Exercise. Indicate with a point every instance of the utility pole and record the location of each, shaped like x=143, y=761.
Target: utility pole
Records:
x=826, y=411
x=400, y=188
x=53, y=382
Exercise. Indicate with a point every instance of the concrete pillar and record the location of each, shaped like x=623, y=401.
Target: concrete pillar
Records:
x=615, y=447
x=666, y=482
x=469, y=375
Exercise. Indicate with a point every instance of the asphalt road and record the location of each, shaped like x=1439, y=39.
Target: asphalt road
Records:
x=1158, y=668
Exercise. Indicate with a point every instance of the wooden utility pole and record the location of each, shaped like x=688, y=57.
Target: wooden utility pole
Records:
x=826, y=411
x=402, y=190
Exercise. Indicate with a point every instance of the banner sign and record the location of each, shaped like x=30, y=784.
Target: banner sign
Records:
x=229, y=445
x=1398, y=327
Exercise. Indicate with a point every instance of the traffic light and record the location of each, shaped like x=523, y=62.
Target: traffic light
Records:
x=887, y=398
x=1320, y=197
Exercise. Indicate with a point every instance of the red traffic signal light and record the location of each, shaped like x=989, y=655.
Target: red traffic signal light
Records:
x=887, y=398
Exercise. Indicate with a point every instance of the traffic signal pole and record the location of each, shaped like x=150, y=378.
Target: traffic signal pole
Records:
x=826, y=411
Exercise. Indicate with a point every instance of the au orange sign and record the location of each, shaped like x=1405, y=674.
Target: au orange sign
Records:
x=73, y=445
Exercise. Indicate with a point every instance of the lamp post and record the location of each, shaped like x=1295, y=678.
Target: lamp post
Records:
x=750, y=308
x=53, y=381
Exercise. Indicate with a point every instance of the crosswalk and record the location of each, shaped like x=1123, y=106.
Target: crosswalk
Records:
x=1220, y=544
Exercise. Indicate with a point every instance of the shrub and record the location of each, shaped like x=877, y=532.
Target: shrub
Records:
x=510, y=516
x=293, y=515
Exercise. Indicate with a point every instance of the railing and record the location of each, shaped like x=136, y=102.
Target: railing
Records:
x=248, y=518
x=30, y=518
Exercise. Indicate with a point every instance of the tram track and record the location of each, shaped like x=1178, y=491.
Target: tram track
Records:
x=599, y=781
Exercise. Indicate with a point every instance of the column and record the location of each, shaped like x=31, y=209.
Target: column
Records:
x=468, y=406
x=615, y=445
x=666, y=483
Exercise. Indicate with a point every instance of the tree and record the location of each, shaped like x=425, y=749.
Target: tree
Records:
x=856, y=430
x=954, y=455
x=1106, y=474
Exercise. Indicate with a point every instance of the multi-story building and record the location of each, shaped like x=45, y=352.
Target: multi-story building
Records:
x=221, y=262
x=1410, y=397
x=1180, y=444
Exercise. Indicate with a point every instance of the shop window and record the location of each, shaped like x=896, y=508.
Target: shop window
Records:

......

SET EXERCISE – Put every line of the entries above into a numbered list, omitting any blank lines.

SOLUTION –
1. Exercise. Indicate with a point every instance of the utility pole and record the location of each, shaped like x=143, y=761.
2. Target: utility pole
3. Records:
4. x=826, y=411
5. x=400, y=188
6. x=53, y=382
7. Exercise. Indicate with a point every instance of the concrete pillar and record the location of each, shaped like x=623, y=401.
8. Target: concrete pillar
9. Records:
10. x=615, y=447
11. x=666, y=482
12. x=469, y=375
13. Exercise. Indicate with a point every instance of the asphalt road and record the location of each, shaped like x=1439, y=39.
14. Target: asphalt road
15. Records:
16. x=1158, y=668
17. Exercise. Indicate with a point every instance of the wooden utility pole and record the location of each, shaped like x=688, y=57.
18. Target: wooden utility pole
19. Records:
20. x=826, y=411
21. x=402, y=190
22. Exercise. Indicate with a point every instance of the banner sign and record the location of each, shaped like x=30, y=784.
23. Target: banner sign
24. Records:
25. x=229, y=445
26. x=1398, y=327
27. Exercise. Indicate with a point every instance of the traffic light and record the location of each, shaped like x=523, y=62.
28. Target: traffic light
29. Records:
30. x=887, y=398
31. x=1320, y=197
32. Exercise. Indicate with a point every instance of the red traffic signal light and record the location of each, shaped like x=989, y=655.
33. Target: red traffic signal light
34. Records:
35. x=887, y=398
36. Exercise. Indicate with a point every instance of the traffic signal pole and record the location of each, shaped like x=150, y=378.
37. Target: traffic signal pole
38. Records:
39. x=826, y=411
40. Exercise. Indicate with a point every instance of the au orange sign and record the location of each, shaped like x=1405, y=674.
41. Target: au orange sign
42. Records:
43. x=73, y=445
44. Exercise. Indicate with a point every instance of the lamp post and record the location of each, shaped like x=1295, y=678.
45. Target: lamp post
46. Records:
47. x=750, y=308
48. x=53, y=381
49. Exercise. Indicate with a point every instance of the crosswalk and record the location of each, shaped like x=1123, y=106.
50. Target: crosswalk
51. Records:
52. x=1220, y=544
53. Exercise. Indicate with a point every instance of the shrub and record the location of each, shaped like x=877, y=532.
54. Target: shrub
55. Records:
56. x=510, y=516
57. x=293, y=515
58. Exercise. Indicate with a point every instance of the railing and record the location of each, shaped like x=136, y=102.
59. Target: railing
60. Records:
61. x=248, y=518
62. x=30, y=518
63. Exercise. Indicate with a point every instance of the tram track and record the location of each, shaped like x=1178, y=491.
64. Target: tram track
65. Records:
66. x=599, y=781
67. Exercise. Indicate with a point every instance of the column and record the location of each, shaped like x=31, y=209.
68. Target: column
69. Records:
70. x=468, y=406
71. x=615, y=445
72. x=666, y=483
73. Exercise. Indicate with a point every instance of the tree and record the location of each, shaped like x=425, y=749.
74. Target: tree
75. Records:
76. x=856, y=430
77. x=954, y=455
78. x=1106, y=474
79. Exercise. Indicate with a point every instance of the multi-story building and record the location of each, shaped like x=45, y=352.
80. Target: multi-story building
81. Records:
82. x=221, y=262
83. x=1410, y=397
84. x=1180, y=444
85. Exercise. Indicate with a point every instance of the shop window and record the location of each, shaped like x=896, y=508.
86. Target: shop window
87. Records:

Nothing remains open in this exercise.